==== TESTO DELLA PAGINA ====

Uomini, 50-55 anni, vivono coi genitori: i volti della solitudine

5soli metro

Sono stati 246 gli anziani soli seguiti nel 2016 dal Servizio di Quartiere del Comune. “È una modalità di accompagnamento che preserva le capacità di autonomia dell’anziano, è gratuita e riservata a chi non ha una rete familiare”, precisa Giulia Cagnolati coordinatrice degli interventi sociali e socio-sanitari rivolti agli anziani. I nuovi ingressi sono stati 90, con una distribuzione omogenea: a parte il Quartiere 4, con 25 persone, gli altri si attestano sui 44-46.
“Di casi di anziani completamente abbandonati che vengono scoperti solo dopo anni ne ricordo in passato – sottolinea Cagnolati –. Ormai c’è un sistema di allerta diffuso nella nostra città. Stiamo ricevendo una segnalazione ogni due o tre giorni”.

====

_COSE DA FARE:_
a: Riporta la parte del testo sugli anziani soli compresa tra "Uomini, 50-55 anni, vivono" e "attestano sui 44-46.", estremi inclusi.
b: Secondo il testo sugli anziani soli, quanti anziani soli ha seguito il Servizio di Quartiere del Comune nel 2016?
Il materiale che segue è separato dal testo sugli anziani soli.

==== RECORD DEL DATASET ====

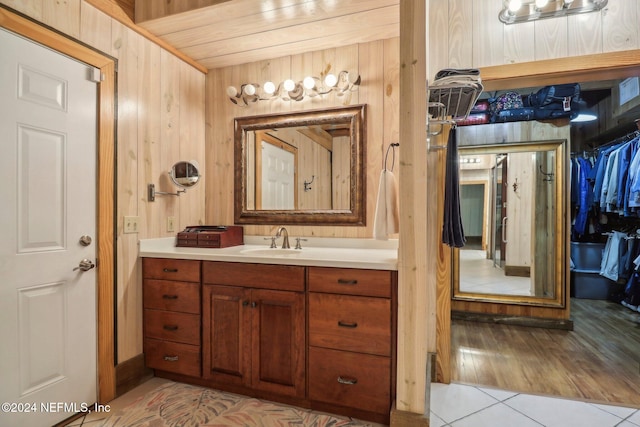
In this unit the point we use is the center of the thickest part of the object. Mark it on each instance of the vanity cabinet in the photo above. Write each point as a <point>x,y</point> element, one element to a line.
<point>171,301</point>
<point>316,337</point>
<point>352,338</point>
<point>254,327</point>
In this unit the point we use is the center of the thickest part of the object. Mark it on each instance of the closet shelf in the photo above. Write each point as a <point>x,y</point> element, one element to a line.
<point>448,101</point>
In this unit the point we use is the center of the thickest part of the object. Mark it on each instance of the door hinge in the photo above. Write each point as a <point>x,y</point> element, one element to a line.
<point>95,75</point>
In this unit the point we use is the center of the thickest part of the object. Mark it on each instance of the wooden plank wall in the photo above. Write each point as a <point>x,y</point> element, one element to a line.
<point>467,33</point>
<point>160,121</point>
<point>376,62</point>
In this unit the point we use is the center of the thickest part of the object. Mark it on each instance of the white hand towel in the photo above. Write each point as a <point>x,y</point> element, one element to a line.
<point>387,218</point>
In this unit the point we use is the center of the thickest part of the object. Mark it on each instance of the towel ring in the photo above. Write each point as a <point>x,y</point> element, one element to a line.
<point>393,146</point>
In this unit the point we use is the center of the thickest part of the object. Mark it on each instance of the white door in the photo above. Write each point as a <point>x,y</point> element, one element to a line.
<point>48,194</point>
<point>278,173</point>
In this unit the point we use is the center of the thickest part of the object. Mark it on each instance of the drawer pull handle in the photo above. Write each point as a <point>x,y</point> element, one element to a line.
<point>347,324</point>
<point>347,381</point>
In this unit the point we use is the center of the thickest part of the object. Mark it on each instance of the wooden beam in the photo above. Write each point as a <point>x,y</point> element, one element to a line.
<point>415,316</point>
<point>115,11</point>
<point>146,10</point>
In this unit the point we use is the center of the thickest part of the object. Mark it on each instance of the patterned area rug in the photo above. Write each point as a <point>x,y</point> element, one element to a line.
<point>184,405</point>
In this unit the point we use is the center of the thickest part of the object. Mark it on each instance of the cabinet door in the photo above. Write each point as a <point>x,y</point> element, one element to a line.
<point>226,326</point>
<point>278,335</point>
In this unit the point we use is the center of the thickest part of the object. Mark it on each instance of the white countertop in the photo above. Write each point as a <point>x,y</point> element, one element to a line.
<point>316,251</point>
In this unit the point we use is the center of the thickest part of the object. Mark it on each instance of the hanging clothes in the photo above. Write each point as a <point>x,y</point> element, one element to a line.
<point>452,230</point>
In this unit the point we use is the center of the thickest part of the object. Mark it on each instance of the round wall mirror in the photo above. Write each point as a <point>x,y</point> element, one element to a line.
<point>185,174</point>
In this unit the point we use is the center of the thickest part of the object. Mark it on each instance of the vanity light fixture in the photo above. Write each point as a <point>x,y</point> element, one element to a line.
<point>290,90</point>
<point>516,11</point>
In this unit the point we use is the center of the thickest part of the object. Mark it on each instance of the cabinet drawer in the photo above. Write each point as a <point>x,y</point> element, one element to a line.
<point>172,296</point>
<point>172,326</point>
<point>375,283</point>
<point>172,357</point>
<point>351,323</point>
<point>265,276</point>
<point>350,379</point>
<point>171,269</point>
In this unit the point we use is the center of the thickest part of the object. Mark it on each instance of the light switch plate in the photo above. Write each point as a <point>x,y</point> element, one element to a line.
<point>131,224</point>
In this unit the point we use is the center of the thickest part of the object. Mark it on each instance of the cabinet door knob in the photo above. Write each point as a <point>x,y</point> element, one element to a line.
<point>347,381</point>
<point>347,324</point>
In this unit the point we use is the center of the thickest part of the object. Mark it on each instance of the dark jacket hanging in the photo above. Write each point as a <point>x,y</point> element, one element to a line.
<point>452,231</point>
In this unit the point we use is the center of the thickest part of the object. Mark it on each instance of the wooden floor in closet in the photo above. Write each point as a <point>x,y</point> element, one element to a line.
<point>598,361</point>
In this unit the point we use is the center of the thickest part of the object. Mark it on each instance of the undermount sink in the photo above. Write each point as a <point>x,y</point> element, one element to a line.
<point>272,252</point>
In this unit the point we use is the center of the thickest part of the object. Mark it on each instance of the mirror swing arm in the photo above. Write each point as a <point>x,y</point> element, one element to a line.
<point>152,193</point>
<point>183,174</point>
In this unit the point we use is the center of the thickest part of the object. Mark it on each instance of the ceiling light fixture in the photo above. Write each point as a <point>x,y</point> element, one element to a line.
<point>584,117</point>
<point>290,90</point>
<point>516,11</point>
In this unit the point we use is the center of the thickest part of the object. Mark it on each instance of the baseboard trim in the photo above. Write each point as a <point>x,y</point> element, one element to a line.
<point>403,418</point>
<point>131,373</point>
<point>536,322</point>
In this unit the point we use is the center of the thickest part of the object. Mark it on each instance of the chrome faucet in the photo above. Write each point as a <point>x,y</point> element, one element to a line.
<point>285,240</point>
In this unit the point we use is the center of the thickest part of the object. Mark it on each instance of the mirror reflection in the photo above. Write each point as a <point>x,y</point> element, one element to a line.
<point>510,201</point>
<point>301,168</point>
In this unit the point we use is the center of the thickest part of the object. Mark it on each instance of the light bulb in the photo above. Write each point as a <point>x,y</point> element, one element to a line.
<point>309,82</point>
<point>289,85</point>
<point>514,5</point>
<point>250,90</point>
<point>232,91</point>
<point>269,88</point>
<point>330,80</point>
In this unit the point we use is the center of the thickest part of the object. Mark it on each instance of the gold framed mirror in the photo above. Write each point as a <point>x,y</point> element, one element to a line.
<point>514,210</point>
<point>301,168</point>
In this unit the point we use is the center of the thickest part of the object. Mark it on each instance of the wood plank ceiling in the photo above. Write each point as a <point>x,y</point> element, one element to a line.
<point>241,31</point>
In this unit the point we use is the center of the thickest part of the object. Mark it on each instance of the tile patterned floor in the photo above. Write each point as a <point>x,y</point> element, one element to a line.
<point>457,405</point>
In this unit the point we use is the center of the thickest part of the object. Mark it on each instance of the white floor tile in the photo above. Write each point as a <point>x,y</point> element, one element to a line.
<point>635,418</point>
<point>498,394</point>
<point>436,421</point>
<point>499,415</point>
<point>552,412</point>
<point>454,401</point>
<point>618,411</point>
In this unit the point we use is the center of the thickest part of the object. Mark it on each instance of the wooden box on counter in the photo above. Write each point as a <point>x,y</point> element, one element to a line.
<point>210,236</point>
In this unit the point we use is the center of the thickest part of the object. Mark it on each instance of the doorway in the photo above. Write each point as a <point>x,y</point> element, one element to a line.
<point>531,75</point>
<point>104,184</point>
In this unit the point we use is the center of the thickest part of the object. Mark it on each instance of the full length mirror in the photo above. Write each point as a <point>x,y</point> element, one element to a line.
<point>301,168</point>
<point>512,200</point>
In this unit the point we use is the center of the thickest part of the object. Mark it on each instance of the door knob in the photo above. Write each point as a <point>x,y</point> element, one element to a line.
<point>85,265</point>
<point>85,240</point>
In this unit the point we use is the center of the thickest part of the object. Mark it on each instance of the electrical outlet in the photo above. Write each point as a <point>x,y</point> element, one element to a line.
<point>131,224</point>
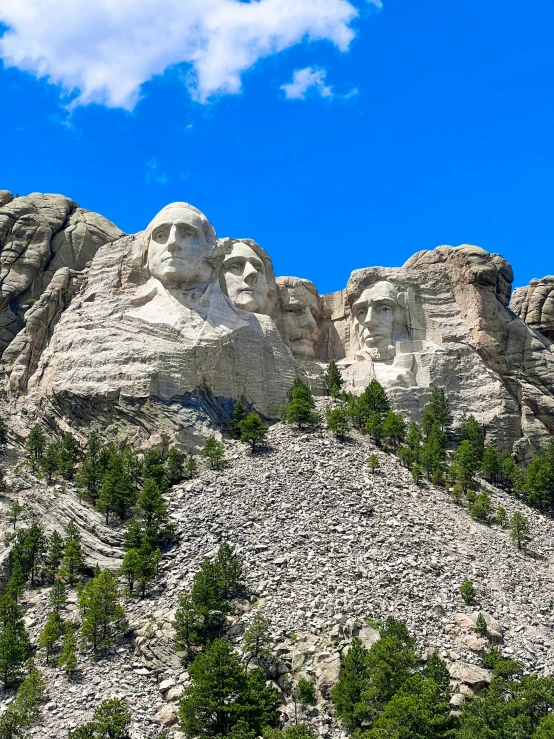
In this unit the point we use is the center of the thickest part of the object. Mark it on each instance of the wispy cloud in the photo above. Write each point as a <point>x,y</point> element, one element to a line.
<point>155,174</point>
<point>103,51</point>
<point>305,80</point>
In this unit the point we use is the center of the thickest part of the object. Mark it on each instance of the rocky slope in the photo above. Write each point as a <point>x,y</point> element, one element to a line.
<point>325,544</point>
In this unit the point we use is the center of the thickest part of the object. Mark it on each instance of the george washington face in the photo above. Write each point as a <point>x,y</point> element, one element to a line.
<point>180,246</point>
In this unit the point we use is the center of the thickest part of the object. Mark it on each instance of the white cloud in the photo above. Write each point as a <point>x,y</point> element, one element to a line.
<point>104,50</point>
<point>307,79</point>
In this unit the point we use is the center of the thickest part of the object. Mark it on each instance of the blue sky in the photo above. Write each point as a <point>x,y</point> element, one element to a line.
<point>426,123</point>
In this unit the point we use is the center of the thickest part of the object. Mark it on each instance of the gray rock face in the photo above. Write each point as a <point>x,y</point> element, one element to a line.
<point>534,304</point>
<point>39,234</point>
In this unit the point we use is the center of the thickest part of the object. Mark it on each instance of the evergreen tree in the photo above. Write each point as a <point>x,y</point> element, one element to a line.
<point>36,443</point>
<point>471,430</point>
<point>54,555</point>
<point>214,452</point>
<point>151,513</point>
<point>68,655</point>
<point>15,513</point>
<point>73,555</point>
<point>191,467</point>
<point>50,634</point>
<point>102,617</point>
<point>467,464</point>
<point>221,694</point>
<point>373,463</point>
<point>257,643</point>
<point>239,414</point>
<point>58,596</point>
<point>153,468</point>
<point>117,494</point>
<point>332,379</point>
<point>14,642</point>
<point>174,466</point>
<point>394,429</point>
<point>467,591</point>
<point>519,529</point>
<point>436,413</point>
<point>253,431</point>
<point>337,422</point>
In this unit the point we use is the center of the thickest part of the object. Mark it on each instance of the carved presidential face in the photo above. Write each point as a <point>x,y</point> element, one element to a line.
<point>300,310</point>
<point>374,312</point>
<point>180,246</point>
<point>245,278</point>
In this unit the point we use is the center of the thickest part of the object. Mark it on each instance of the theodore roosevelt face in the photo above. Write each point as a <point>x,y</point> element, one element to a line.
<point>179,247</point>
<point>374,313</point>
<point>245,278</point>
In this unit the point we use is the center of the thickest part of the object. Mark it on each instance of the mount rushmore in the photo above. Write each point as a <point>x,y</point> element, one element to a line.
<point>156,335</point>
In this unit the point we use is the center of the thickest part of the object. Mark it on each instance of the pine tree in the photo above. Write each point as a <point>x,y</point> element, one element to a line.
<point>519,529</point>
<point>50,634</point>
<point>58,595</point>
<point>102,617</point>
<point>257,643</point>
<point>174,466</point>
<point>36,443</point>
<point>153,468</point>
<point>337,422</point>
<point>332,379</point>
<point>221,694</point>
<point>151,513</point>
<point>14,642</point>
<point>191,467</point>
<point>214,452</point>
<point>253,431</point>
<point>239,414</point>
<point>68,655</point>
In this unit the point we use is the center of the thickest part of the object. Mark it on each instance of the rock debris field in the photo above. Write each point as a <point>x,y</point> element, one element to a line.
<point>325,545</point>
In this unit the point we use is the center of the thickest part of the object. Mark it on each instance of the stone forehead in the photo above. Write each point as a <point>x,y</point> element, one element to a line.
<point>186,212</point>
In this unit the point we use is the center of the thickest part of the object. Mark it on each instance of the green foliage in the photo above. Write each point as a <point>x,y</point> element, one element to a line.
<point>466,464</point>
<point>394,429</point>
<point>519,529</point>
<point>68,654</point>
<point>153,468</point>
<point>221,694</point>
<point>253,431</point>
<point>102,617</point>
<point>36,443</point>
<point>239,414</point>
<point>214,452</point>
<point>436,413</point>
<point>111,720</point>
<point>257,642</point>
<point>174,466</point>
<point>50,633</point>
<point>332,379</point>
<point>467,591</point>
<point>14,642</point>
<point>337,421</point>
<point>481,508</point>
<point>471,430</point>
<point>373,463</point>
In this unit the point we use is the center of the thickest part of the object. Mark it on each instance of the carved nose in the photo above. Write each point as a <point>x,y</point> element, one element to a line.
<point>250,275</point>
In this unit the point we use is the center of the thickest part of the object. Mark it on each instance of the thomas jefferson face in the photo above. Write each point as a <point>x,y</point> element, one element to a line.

====

_RISPOSTE SCRITTE:_
a:
Uomini, 50-55 anni, vivono coi genitori: i volti della solitudine

5soli metro

Sono stati 246 gli anziani soli seguiti nel 2016 dal Servizio di Quartiere del Comune. “È una modalità di accompagnamento che preserva le capacità di autonomia dell’anziano, è gratuita e riservata a chi non ha una rete familiare”, precisa Giulia Cagnolati coordinatrice degli interventi sociali e socio-sanitari rivolti agli anziani. I nuovi ingressi sono stati 90, con una distribuzione omogenea: a parte il Quartiere 4, con 25 persone, gli altri si attestano sui 44-46.

b: 246 anziani soli.